Directions for this task:
Below are some records. Write out exactly their lines from the one with "[locate] rolled crepe" through the one with "[locate] dessert on", and leave the pictures behind.

Source data:
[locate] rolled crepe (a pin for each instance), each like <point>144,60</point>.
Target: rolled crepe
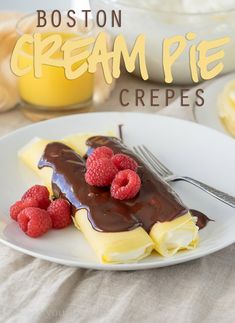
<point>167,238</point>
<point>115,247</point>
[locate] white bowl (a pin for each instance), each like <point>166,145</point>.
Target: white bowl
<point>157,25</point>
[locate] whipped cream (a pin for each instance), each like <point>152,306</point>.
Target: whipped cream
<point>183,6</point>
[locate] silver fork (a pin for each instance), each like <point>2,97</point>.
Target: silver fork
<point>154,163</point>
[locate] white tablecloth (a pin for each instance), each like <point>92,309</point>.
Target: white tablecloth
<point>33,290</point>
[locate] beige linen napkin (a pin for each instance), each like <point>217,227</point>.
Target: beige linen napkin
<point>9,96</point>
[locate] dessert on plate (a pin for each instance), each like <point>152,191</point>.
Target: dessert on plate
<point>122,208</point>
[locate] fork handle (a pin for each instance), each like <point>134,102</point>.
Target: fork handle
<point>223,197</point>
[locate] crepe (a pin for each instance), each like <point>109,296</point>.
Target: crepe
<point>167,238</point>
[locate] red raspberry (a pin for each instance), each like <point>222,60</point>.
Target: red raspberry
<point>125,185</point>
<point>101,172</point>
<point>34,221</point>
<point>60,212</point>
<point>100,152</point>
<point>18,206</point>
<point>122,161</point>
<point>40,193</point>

...

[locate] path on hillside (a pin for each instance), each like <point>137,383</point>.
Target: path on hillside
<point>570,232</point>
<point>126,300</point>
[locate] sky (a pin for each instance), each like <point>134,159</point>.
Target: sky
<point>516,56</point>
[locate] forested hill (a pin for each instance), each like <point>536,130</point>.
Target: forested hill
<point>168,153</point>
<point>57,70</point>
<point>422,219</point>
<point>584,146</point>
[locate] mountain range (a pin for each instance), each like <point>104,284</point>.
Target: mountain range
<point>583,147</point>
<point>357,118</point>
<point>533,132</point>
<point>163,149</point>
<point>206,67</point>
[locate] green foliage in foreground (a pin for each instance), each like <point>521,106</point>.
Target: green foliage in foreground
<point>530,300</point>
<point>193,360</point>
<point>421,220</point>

...

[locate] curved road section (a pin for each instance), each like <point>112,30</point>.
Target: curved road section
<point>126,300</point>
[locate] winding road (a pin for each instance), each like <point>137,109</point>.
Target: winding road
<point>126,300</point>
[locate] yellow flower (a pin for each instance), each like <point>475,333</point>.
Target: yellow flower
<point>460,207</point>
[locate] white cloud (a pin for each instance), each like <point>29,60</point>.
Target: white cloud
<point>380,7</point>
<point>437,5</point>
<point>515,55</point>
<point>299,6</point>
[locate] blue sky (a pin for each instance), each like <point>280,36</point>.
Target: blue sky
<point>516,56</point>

Worked solution:
[locate] rolled crepe (a pin for each instance), each like <point>144,60</point>.
Target: rolled crepe
<point>167,238</point>
<point>115,247</point>
[locate] white bowl (a pin for each instance), each like <point>166,145</point>.
Target: white bowl
<point>157,25</point>
[locate] whipped cream (a pin for each instance), each like <point>152,306</point>.
Target: whipped cream
<point>183,6</point>
[locate] silver fork (a pin for each instance), each like <point>2,97</point>.
Target: silver fork
<point>154,163</point>
[locate] white tablecloth (a pin for each instance), each like <point>92,309</point>.
Target: white tablecloth
<point>33,290</point>
[locate] beige linen napkin (a pin for each instance), each like <point>217,227</point>.
Target: beige linen napkin
<point>9,96</point>
[locate] dessert on plate (a pin for each instance), each like <point>152,191</point>.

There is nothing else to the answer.